However since the extraction I've been using it/chewing with it every day (as the other side is off limits) and it's quite painful today - I'm certainly praying it settles, but deep down I know it's only a matter of time before I need the RCT. Tbh I've no idea how I will get through that, especially as my non-adrenaline anesthesia (due to medication) wears off so quickly - I'm terrified tbh. The pain, the length of time I'll have to sit there.. I'm full of ideas for other people getting through it, yet completely terrified myself!

I think I've also realised how much I need some partial dentures as it takes so long to chew with only front teeth and it's also quite painful to do so now (I've only 22 left) .. I don't have it in me to find somewhere to deal with that. But more than that I was hoping to get the rest stable first.. I'm wondering if I ever will tbh.

It's my NHS dentist that's ignoring me.. She was replying to my emails (not sure if many NHS dentists would/should/), but she just stopped (I left my old practice to go there too, so I no longer had a place there at that point either..)
When they wouldn't discuss certain treatment (and ignored me) I went private. Obviously this is expensive, and I've spent a fair amount already, another reason why things are so drawn out whilst I find the money for treatment... Then partial dentures, I've not even thought about that cost yet!

All in all it feels a bit of a mess,.

I'm just so drained by being in pain so often! Most of my remaining teeth have deep fillings, enamel erosion, decay that's on watch, or chipped/tiny cracks so there's plenty of things that could be causing pain. If only I could go back and take better care of them... ,:(. Hey-ho.


Thank you again for replying, I find it hard to face this forum sometimes so my apologies for not thanking you sooner - and good luck with your treatment xx
 
@Nicci Don’t feel bad about taking a break from the forum. As much as we’re here to support each other, some of the topics and discussions can be triggering too. We all need breaks from time to time.

PROVIDED DATA:
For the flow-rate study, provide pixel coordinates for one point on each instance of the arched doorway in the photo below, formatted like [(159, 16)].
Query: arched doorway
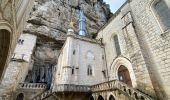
[(100, 98), (124, 76), (20, 96), (111, 98), (4, 48)]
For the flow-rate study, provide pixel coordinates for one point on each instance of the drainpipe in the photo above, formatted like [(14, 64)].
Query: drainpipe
[(105, 59)]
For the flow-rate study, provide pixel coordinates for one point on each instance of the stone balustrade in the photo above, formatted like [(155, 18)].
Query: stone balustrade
[(32, 86), (123, 88), (63, 88), (43, 95), (72, 88)]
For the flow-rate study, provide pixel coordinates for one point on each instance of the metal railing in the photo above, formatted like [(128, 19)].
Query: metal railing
[(123, 88), (32, 86)]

WHAT YOU WILL DO: Reproduce the forum exchange about dental treatment above word for word, from its first line to its last.

EXERCISE RESULT:
However since the extraction I've been using it/chewing with it every day (as the other side is off limits) and it's quite painful today - I'm certainly praying it settles, but deep down I know it's only a matter of time before I need the RCT. Tbh I've no idea how I will get through that, especially as my non-adrenaline anesthesia (due to medication) wears off so quickly - I'm terrified tbh. The pain, the length of time I'll have to sit there.. I'm full of ideas for other people getting through it, yet completely terrified myself!

I think I've also realised how much I need some partial dentures as it takes so long to chew with only front teeth and it's also quite painful to do so now (I've only 22 left) .. I don't have it in me to find somewhere to deal with that. But more than that I was hoping to get the rest stable first.. I'm wondering if I ever will tbh.

It's my NHS dentist that's ignoring me.. She was replying to my emails (not sure if many NHS dentists would/should/), but she just stopped (I left my old practice to go there too, so I no longer had a place there at that point either..)
When they wouldn't discuss certain treatment (and ignored me) I went private. Obviously this is expensive, and I've spent a fair amount already, another reason why things are so drawn out whilst I find the money for treatment... Then partial dentures, I've not even thought about that cost yet!

All in all it feels a bit of a mess,.

I'm just so drained by being in pain so often! Most of my remaining teeth have deep fillings, enamel erosion, decay that's on watch, or chipped/tiny cracks so there's plenty of things that could be causing pain. If only I could go back and take better care of them... ,:(. Hey-ho.


Thank you again for replying, I find it hard to face this forum sometimes so my apologies for not thanking you sooner - and good luck with your treatment xx
 
@Nicci Don’t feel bad about taking a break from the forum. As much as we’re here to support each other, some of the topics and discussions can be triggering too. We all need breaks from time to time.